── RECORDS FOR THE TASK ──

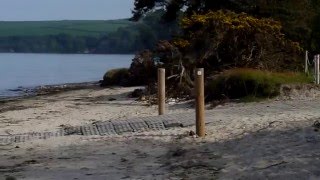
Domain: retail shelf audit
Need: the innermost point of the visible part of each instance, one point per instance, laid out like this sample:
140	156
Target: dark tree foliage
298	17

───

> DIRECTION
Please switch every "instance" to "object" in the entries above and give them again with all else unchanged, leaving the pictures out.

> RESULT OF THE TASK
Domain: retail shelf audit
Need: the innermost point of the visible part of each object, one point per object, laid out like this sample:
140	156
Target: dark tree foliage
298	17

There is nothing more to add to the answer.